* **Input data**
[Start of Attachment]

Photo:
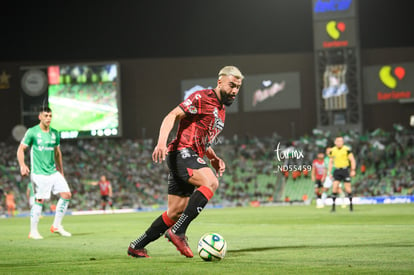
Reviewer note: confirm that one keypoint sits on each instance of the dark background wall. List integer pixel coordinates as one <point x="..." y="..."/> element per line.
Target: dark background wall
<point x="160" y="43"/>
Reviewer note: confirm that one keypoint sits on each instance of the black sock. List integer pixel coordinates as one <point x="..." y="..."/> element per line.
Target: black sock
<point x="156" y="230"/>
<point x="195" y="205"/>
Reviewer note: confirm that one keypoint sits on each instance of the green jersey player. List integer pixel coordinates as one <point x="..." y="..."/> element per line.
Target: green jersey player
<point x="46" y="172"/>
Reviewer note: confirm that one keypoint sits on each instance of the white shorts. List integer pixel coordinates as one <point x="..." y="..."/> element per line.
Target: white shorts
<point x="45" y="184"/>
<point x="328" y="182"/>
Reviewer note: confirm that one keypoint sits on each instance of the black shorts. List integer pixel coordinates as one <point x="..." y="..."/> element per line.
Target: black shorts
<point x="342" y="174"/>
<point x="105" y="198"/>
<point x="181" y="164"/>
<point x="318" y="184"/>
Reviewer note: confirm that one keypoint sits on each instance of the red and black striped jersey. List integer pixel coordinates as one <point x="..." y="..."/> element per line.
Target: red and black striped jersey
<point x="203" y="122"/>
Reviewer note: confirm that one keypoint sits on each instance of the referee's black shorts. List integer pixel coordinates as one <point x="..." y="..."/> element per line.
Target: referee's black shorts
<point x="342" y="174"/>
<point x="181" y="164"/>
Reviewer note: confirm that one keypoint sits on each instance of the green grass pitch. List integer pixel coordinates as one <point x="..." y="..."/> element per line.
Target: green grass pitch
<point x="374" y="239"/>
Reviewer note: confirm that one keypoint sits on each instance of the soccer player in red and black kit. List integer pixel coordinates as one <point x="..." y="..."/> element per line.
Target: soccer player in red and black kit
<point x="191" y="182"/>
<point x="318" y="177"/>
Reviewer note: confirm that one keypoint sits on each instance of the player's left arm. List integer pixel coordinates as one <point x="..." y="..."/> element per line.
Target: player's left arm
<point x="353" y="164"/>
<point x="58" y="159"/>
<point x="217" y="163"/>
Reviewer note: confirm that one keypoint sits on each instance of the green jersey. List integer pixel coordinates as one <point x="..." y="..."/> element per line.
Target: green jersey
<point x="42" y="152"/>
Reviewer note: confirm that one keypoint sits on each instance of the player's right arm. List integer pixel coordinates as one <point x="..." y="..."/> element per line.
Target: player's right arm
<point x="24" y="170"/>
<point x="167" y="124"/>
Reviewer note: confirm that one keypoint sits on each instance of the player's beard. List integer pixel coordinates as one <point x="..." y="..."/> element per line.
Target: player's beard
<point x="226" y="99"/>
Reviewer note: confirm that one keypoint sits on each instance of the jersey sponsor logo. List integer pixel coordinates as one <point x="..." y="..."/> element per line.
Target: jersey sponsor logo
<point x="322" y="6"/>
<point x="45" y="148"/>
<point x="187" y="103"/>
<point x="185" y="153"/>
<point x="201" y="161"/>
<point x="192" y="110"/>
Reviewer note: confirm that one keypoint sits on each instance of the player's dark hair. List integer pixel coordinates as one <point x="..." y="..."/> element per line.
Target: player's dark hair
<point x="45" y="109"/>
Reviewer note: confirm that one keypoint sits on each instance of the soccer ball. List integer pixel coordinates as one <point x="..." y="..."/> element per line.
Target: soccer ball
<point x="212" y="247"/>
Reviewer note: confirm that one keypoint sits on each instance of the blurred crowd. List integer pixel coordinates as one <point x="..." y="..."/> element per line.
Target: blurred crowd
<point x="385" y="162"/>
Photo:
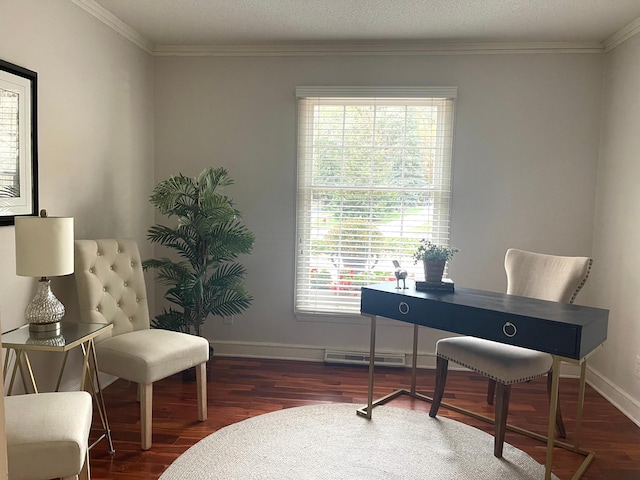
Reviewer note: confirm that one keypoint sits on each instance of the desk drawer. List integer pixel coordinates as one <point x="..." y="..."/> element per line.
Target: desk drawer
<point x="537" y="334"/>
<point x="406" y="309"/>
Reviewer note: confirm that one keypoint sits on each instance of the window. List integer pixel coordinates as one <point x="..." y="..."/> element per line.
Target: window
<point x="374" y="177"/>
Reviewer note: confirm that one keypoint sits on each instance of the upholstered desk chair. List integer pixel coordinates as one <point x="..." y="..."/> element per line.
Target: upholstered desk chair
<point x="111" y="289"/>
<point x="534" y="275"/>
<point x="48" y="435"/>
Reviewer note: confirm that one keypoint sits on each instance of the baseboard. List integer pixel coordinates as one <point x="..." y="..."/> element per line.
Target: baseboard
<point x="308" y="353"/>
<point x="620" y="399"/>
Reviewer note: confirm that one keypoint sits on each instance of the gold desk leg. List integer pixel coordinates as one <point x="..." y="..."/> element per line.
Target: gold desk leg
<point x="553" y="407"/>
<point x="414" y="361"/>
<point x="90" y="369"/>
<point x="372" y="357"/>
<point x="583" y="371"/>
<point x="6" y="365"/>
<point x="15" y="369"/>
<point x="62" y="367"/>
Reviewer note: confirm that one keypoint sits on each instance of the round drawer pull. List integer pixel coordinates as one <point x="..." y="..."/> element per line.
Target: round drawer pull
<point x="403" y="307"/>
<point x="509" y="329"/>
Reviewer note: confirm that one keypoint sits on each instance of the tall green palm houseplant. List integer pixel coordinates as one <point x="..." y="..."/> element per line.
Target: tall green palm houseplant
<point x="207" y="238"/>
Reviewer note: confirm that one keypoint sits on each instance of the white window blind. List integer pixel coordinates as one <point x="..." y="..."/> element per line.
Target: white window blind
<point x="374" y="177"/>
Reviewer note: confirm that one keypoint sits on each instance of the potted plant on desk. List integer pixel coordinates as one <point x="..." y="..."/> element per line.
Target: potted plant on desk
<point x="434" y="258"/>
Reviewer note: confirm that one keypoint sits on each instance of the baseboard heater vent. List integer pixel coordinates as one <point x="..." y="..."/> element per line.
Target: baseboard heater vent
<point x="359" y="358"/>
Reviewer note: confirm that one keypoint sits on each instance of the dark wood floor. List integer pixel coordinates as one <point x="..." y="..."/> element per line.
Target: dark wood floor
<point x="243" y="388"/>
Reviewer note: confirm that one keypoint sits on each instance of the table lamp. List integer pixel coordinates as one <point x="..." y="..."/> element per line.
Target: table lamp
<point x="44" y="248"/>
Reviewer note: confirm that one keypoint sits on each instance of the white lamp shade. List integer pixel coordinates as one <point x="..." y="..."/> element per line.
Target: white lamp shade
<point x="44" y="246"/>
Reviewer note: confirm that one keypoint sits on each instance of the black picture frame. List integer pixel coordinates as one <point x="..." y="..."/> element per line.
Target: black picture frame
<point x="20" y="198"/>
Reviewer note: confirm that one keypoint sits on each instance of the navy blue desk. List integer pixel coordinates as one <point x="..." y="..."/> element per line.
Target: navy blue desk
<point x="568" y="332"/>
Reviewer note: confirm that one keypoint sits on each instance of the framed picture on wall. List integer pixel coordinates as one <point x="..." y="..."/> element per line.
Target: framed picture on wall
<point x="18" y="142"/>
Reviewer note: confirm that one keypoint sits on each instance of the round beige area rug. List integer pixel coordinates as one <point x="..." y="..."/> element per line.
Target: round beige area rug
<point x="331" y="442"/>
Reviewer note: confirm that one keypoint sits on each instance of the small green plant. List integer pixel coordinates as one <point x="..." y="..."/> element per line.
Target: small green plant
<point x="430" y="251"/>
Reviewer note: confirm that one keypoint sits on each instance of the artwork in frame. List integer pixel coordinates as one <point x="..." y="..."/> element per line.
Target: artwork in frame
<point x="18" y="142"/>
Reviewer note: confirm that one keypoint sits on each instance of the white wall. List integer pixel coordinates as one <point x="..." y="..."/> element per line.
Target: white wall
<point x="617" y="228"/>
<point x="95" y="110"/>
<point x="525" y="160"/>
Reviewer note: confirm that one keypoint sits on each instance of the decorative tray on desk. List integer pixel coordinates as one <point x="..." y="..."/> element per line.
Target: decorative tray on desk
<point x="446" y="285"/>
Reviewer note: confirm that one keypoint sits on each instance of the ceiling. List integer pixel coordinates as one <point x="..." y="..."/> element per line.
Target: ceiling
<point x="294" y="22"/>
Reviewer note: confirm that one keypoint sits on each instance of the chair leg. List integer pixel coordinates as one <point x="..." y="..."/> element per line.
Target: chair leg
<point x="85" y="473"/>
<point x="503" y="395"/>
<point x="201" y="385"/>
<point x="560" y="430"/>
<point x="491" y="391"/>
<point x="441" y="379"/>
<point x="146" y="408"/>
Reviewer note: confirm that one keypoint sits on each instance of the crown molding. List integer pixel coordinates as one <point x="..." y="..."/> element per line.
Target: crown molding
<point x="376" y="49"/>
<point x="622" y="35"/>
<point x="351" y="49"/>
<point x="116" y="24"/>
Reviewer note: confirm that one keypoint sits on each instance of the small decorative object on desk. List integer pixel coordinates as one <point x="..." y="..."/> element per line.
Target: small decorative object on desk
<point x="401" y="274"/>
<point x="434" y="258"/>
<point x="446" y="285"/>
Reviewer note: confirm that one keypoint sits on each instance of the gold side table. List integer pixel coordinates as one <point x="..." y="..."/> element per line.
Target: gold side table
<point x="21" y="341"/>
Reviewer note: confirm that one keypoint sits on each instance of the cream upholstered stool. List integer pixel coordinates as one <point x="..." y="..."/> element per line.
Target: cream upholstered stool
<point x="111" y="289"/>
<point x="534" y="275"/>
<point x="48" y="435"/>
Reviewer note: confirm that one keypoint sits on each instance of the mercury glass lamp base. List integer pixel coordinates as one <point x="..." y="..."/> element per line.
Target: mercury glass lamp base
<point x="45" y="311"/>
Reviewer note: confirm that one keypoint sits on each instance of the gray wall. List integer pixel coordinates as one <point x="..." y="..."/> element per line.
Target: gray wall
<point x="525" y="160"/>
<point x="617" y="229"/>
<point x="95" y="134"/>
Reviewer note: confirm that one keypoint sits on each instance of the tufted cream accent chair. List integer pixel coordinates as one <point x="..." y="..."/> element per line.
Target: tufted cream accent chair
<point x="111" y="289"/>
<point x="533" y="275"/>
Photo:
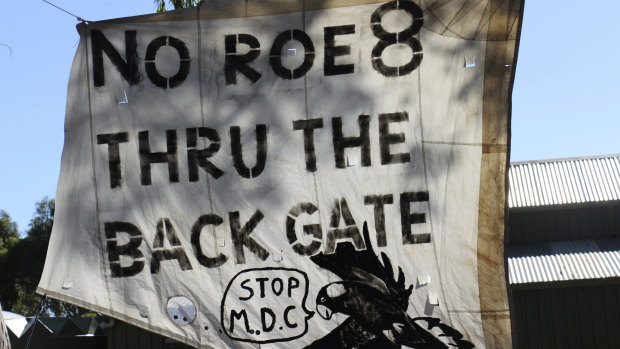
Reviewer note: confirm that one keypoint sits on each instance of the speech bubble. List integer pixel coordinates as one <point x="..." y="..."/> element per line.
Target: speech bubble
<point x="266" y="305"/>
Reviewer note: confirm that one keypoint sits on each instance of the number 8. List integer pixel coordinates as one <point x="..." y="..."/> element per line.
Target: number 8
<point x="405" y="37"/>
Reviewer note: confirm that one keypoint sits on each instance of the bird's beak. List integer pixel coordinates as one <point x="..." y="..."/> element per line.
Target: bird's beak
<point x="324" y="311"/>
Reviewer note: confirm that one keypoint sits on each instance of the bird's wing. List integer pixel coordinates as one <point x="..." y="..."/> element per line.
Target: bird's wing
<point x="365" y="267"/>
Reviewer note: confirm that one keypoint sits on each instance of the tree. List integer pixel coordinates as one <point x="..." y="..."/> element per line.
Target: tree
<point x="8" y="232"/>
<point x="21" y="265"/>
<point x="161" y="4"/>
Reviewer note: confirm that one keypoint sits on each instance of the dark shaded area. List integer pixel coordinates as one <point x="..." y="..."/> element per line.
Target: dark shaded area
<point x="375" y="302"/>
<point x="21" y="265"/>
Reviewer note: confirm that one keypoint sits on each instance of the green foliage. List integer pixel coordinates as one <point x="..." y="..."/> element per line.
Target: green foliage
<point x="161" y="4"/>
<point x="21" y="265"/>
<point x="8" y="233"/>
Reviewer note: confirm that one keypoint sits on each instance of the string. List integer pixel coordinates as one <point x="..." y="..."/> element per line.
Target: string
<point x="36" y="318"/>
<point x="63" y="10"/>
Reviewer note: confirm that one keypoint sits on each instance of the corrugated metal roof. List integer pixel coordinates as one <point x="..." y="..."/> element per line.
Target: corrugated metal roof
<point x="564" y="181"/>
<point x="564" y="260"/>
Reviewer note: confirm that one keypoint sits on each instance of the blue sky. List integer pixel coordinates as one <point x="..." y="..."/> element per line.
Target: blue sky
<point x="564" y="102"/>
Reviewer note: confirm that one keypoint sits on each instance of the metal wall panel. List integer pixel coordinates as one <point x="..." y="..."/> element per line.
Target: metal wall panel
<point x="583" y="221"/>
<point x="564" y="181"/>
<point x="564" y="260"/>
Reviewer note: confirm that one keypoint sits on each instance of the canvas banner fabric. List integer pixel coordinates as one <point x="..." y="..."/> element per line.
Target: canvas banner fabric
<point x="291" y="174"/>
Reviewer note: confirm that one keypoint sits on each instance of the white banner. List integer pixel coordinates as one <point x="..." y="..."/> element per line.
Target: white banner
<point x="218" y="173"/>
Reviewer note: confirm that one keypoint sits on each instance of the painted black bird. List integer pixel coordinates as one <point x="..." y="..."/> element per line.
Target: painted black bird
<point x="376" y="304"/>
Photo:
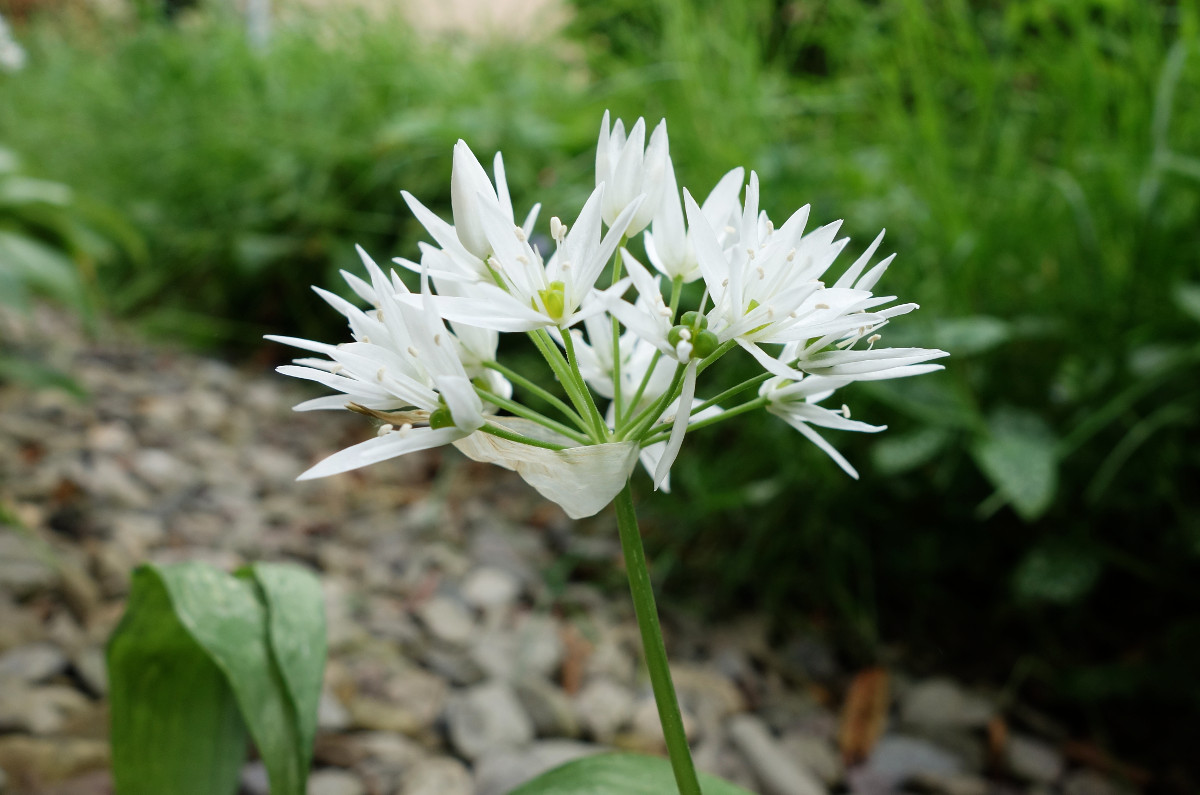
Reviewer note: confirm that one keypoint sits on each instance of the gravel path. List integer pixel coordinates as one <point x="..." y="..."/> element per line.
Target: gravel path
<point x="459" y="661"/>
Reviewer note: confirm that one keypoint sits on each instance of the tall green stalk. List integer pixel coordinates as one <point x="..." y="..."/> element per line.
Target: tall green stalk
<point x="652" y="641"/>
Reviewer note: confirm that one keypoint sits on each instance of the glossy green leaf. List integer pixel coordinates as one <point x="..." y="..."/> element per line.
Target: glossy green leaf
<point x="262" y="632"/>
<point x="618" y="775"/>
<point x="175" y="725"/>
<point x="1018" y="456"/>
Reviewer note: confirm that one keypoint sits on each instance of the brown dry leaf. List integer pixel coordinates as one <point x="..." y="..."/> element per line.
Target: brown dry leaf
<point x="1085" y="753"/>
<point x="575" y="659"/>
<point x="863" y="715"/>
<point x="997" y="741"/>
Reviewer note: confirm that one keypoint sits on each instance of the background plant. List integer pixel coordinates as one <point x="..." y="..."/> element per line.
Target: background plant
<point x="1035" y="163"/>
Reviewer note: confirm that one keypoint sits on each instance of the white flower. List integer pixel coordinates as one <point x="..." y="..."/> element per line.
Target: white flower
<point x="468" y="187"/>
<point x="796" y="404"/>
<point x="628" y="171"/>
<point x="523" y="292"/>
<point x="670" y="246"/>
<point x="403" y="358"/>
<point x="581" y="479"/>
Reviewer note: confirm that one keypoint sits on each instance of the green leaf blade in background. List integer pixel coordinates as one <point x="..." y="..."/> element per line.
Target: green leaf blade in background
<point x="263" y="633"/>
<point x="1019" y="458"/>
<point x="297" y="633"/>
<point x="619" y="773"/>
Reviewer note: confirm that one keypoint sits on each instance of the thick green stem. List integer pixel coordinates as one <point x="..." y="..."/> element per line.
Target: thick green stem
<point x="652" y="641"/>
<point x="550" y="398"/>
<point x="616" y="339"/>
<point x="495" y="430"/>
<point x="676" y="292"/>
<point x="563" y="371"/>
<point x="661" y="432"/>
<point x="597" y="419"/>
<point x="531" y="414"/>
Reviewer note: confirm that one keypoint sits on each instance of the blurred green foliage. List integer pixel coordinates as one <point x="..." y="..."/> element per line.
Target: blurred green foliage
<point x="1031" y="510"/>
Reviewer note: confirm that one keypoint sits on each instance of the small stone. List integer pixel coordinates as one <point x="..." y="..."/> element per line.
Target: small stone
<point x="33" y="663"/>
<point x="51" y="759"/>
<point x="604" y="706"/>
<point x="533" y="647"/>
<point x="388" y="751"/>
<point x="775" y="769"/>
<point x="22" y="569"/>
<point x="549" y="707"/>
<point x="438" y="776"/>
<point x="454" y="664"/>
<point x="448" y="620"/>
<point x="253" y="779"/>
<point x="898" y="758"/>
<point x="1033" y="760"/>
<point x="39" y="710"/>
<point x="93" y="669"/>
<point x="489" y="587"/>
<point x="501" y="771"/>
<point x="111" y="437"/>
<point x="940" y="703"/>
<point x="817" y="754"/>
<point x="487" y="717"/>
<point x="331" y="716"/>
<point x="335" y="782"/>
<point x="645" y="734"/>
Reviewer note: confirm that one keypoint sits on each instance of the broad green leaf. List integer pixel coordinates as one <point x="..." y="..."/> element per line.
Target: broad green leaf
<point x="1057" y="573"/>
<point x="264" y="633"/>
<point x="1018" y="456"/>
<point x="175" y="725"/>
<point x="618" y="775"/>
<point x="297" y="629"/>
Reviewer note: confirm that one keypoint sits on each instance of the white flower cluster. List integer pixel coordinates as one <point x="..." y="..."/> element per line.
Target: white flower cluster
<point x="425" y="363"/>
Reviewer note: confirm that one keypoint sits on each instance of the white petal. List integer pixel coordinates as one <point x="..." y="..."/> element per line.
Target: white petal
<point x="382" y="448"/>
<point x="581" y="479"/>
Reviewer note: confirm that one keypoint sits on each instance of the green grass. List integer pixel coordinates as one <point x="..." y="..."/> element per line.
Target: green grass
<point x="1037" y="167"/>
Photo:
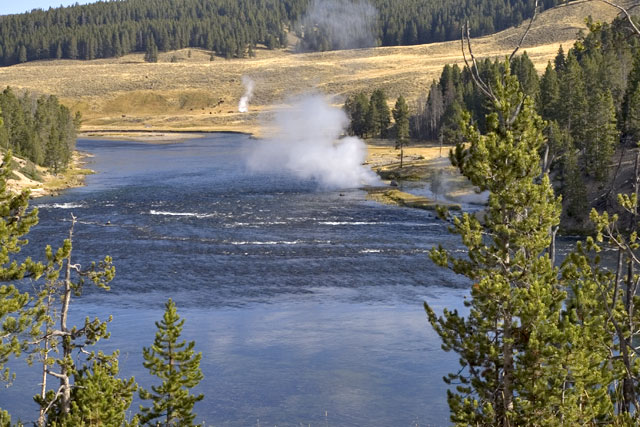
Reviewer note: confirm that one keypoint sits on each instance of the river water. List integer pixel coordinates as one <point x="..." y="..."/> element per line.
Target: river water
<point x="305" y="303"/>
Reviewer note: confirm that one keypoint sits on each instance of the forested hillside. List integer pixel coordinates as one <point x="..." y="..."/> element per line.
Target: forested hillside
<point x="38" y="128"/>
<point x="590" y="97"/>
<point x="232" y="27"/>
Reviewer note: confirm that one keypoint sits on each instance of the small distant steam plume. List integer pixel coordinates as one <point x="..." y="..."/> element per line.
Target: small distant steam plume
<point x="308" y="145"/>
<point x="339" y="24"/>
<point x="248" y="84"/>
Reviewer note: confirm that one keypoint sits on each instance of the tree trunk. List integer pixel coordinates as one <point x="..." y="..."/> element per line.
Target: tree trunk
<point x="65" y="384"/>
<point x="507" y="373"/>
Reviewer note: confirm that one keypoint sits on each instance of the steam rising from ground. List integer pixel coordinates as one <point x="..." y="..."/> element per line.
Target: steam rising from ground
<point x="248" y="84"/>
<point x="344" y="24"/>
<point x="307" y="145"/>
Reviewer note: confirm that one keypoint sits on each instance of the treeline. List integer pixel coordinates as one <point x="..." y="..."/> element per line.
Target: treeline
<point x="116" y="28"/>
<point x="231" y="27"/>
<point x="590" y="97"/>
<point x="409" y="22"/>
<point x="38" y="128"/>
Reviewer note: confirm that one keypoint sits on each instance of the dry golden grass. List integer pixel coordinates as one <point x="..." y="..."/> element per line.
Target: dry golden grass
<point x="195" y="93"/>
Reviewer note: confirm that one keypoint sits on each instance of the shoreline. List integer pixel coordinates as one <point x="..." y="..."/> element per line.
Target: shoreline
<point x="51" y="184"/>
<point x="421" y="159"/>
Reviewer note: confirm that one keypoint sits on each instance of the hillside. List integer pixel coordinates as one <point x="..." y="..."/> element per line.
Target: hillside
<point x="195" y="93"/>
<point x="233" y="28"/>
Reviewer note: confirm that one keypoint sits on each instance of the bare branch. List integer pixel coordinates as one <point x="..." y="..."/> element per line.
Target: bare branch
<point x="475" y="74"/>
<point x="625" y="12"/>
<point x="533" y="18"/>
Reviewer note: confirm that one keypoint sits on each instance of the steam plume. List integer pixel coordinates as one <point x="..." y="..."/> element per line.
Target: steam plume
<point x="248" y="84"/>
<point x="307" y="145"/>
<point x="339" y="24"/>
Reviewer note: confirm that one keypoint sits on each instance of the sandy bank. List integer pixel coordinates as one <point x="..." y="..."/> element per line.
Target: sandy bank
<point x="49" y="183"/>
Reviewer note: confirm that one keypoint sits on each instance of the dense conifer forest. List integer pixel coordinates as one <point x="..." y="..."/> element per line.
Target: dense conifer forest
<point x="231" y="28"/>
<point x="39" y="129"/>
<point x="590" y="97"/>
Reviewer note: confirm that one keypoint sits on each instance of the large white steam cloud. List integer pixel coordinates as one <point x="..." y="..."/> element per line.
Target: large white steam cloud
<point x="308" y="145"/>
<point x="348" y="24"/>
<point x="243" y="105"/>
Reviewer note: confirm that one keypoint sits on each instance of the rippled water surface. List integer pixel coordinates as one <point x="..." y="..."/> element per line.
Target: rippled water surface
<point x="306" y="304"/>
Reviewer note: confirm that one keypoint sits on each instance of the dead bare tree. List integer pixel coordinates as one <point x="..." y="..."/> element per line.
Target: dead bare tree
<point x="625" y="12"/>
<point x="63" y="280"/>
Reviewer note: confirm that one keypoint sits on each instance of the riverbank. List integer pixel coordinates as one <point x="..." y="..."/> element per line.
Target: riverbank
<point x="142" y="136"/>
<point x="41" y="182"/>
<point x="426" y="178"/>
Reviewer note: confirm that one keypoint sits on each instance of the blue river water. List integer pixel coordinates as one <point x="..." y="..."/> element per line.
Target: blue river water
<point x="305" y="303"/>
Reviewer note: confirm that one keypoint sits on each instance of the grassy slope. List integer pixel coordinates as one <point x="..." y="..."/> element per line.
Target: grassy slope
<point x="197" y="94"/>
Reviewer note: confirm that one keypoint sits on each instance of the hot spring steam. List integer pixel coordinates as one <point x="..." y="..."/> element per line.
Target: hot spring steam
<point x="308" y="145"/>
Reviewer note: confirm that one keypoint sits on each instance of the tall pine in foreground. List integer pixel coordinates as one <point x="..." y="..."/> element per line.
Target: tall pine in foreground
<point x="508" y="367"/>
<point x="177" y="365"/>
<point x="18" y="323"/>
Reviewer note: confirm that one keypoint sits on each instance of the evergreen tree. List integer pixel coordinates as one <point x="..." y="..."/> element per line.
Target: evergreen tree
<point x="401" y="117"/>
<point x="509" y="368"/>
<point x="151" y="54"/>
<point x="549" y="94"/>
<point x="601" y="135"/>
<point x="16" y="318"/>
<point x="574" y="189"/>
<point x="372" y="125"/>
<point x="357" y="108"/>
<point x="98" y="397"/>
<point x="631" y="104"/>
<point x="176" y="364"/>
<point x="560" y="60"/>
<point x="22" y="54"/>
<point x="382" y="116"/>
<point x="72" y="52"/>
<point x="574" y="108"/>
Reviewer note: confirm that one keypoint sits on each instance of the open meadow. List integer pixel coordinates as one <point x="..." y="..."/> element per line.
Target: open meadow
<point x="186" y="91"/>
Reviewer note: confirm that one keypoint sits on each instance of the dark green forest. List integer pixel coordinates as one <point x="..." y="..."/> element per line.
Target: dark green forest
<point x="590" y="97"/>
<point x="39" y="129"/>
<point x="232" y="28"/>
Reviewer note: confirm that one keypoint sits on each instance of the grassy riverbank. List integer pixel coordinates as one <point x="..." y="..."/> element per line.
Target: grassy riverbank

[End of Attachment]

* **Your task**
Copy out precisely the lines from the line with "of the decorative" to the line with "of the crown" in the material above, including those two lines and omitting all the rest.

* **Result for this task**
Reviewer note: confirm that one keypoint sits on each instance of the decorative tray on desk. List integer pixel coordinates as one <point x="..." y="..."/> element per line.
Target: decorative tray on desk
<point x="446" y="285"/>
Reviewer note: confirm that one keypoint sits on each instance of the ceiling. List integer pixel coordinates as one <point x="..." y="..."/> element per line.
Target: ceiling
<point x="294" y="22"/>
Reviewer note: confirm that one keypoint sits on each instance of the chair leg. List integer pixel coordinates as one <point x="..." y="..."/> element per line.
Target: chair leg
<point x="85" y="473"/>
<point x="503" y="395"/>
<point x="201" y="385"/>
<point x="560" y="430"/>
<point x="491" y="391"/>
<point x="441" y="379"/>
<point x="146" y="408"/>
Reviewer note: confirm that one keypoint sits on each instance of the crown molding. List integer pixel coordinates as one <point x="..." y="..."/> element per line.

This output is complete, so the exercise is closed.